YOUR INSTRUCTIONS: Output exactly the lines between the one holding "Please locate the studded" and the last line of the data below, both of those lines included.
::::
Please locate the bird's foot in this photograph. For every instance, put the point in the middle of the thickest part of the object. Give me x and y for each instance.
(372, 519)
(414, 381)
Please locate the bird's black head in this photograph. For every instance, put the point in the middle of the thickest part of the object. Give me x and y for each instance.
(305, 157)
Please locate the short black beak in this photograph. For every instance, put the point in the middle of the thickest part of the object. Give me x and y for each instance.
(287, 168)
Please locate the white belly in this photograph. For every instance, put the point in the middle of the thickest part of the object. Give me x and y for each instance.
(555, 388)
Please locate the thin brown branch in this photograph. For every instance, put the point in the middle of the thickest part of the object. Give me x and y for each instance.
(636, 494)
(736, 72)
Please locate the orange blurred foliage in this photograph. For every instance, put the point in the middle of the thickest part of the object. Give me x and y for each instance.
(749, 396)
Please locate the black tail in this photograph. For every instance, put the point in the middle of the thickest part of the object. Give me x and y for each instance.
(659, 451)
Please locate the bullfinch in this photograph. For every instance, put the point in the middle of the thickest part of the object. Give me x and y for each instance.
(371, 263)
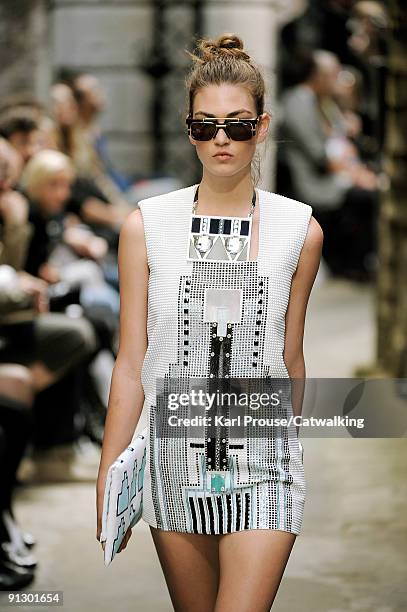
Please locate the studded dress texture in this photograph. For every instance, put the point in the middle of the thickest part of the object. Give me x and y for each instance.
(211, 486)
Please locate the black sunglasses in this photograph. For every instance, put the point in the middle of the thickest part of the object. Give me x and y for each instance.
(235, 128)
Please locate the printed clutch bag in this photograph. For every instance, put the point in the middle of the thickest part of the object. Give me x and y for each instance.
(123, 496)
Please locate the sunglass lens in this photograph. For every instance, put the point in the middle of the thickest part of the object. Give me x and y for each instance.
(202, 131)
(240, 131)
::::
OUTPUT:
Please locate the studded dress texture in this photograph. For every instance, put the point in the middle of the thickest part of the object. Give me x and y for each instance.
(211, 486)
Please locate the black sunglasses in this photograph. For every instance, put the point in the middle of the thickest part of the object. Give me x and y for each instance.
(235, 128)
Please locate the printed clutch bag in this photograph. For every instance, put the point in the middle of the thickest part of the object. Give me x and y for each instance.
(123, 496)
Please locate the sunglass lens in this photograph. For every instance, put the point in the middle of the thickest part of the object. Give me x and y for each instance.
(202, 131)
(240, 131)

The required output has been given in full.